--- Excerpted text Enclosed Below ---
Post by NotReally » Mon May 21, 2018 5:36 pm

lingua_franca wrote:
Sat May 19, 2018 7:41 pm
I had rather an unsettling conversation with one of my undergraduate students about this. He's applied for a holiday placement in a conflict-affected country, and he's disappointed by the work he was offered by the humanitarian organisation (a reputable organisation that I know quite well). "I wanted to go to one of the hot spots where all the human rights abuses are." He made it sound like a safari park, and really, what could he as a 20-year-old with no professional qualification or language skills possibly hope to achieve if he did go to a 'hot spot'? In addition to the patronising ideas about fixing other people's problems that Maven mentions, thrill-seeking seems to be a part of it for some people. I had one mortifying experience with a volunteer in a refugee camp who on her return wrote a cringeworthy article about the 'charm' of her ten days in the camp, with its aromas of rotting rubbish and incessant noise. Pretty sure the camp residents don't consider that charming, but for her it was a novelty. :? The lack of self-awareness and basic insight is baffling to me.
--- End of Enclosed Excerpted text ---
• Work task 1: In the forum post about volunteers in conflict zones, how many days did the volunteer spend in the refugee camp?
• Work task 2: Write the next part of the forum post about volunteers in conflict zones, picking up after its last sentence.
--- Given information Enclosed Below ---
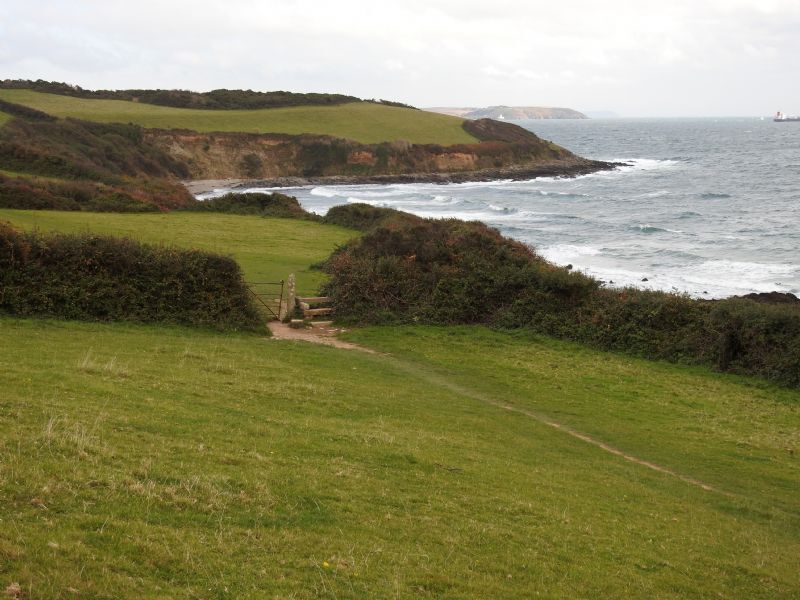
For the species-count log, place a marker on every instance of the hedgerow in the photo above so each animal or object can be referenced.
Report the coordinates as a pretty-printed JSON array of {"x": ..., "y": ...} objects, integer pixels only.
[{"x": 100, "y": 278}]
--- End of Enclosed Given information ---
• Answer space 1: Ten days.

• Answer space 2:
I think this is perhaps understandable. Although I agree that there isn't much the student could actually do in the "hot spots", I think this may be their eagerness to get involved, and hopefully this will develop the level of insight they have regarding these situations in the future. "live and learn", as it were. I would think (and hope) they weren't talking about being in the "hot spots" as the most senior member of the team there, and more just as an experience to gain some exposure into the sort of work they will hopefully be doing in the future. Obviously I would agree with any humanitarian organisation only giving work that is appropriate, but that doesn't mean it won't feel underwhelming.